QUESTIONS >>
[A] List each method the beekeeping post gives for judging whether the honey in the supers is progressing or ripe.
[B] According to the beekeeping post, why does the writer leave the last super in place at the end-of-May extraction?
[C] Write out the beekeeping post between "Second end of" and "to deal with.", inclusive.

READING PASSAGE >>
□ □ □ □ □
Jazz - I am nearly always up against it time wise doing inspections, progress with filling supers is simply judged by their weight whilst being removed, checking the brood chamber is my main purpose. Not saying checking progress in supers wouldn’t be quite fun. If all the boxes are heavy and the flow is going well I add new supers directly above the QX whilst reassembling ( I hear the sound of someone whistling doubtfully surely 😉? ) and so first end May extraction just take the top ones and leave the last one with whatever is on it to tide the bees over June- I don’t get much OSR round here usually. The June Gap is often a problem created by beekeepers taking away all the stores whilst the brood chamber is full of just brood and scant honey - it’s why the bigger ones often crash quickest.

The already filled top boxes will all be capped or at least ripened by then. You can see the cappings easily enough from between the seams anyway and if it is groaningly heavy, it’s fine.

Second end of season extraction they all come off. It is quite normal to have some filled but not capped but the old shake test quickly reassures it’s ripened okay and when amalgamated with so much already capped the combined moisture content is never appreciably raised anywhere near 20%. You can to an extent ensure capped combs by providing more supers at the beginning of the summer and less at the end. I am happy for them to store surplus in the brood chamber in July if it means I can extract fewer but full and capped supers. What I certainly don’t want is dozens of half filled combs to have to deal with.
□ □ □ □ □
Source records:

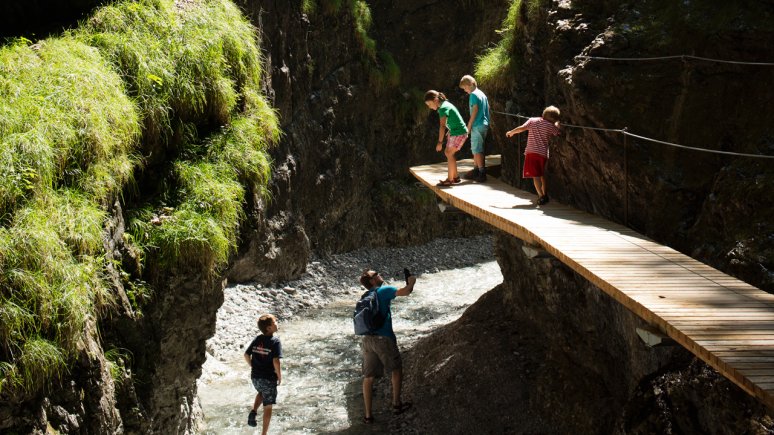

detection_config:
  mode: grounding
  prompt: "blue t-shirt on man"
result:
[468,88,489,127]
[374,285,398,341]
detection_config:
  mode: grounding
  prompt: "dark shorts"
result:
[521,153,548,178]
[362,335,403,378]
[251,378,277,406]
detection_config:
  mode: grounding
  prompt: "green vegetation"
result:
[0,0,280,397]
[475,0,539,89]
[302,0,400,91]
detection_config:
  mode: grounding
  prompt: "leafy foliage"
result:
[0,0,280,396]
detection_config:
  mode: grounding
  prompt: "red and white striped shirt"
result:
[524,118,559,158]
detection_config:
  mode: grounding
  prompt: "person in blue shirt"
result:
[460,75,489,183]
[360,270,417,424]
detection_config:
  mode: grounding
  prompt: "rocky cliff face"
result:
[228,0,505,281]
[408,1,774,433]
[406,236,774,434]
[2,0,774,433]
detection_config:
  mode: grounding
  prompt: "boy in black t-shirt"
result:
[245,314,282,435]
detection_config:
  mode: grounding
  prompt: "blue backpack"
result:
[352,288,385,335]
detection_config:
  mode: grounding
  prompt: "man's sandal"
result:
[392,402,411,415]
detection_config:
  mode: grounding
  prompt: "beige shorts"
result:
[362,335,403,378]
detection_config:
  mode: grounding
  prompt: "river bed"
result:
[199,237,502,434]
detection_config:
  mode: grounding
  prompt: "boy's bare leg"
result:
[473,153,484,168]
[532,177,545,198]
[444,148,457,181]
[392,369,403,406]
[261,405,273,435]
[363,377,374,418]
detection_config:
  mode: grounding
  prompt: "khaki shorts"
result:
[362,335,403,378]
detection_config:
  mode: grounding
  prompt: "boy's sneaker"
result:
[462,168,478,180]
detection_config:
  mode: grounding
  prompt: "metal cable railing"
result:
[575,54,774,66]
[491,110,774,226]
[491,110,774,159]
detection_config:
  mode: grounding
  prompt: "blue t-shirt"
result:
[376,285,398,340]
[468,88,489,127]
[245,334,282,381]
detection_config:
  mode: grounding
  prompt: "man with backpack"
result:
[360,270,417,424]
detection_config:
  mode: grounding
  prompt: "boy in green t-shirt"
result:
[425,90,468,186]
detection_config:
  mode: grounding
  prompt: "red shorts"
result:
[521,153,548,178]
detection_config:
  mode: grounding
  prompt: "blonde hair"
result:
[460,75,478,88]
[258,314,277,334]
[543,106,561,122]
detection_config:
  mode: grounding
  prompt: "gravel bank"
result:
[207,235,494,361]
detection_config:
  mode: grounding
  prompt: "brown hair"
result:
[258,314,277,334]
[460,75,478,88]
[360,269,376,290]
[543,106,561,122]
[425,89,446,101]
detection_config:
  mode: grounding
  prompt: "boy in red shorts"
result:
[505,106,560,205]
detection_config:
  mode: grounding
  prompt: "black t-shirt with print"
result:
[245,334,282,380]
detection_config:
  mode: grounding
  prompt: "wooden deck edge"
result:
[416,161,774,411]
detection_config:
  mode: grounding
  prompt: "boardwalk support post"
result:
[636,328,676,347]
[521,242,552,260]
[438,201,462,213]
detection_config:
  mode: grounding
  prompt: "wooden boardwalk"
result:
[411,156,774,408]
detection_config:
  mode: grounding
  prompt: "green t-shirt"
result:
[438,101,468,136]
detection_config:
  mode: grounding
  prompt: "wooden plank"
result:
[411,158,774,406]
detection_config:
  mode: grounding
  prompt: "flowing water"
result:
[199,261,502,434]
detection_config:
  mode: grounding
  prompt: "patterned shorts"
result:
□ □ □ □ □
ANSWERS BY ITEM NUMBER >>
[A]
- Judging by the supers' weight as they are removed
- Seeing the cappings from between the seams
- The shake test

[B] The writer leaves the last super, with whatever is on it, to tide the bees over June. The writer doesn't usually get much OSR in the area.

[C]
Second end of season extraction they all come off. It is quite normal to have some filled but not capped but the old shake test quickly reassures it’s ripened okay and when amalgamated with so much already capped the combined moisture content is never appreciably raised anywhere near 20%. You can to an extent ensure capped combs by providing more supers at the beginning of the summer and less at the end. I am happy for them to store surplus in the brood chamber in July if it means I can extract fewer but full and capped supers. What I certainly don’t want is dozens of half filled combs to have to deal with.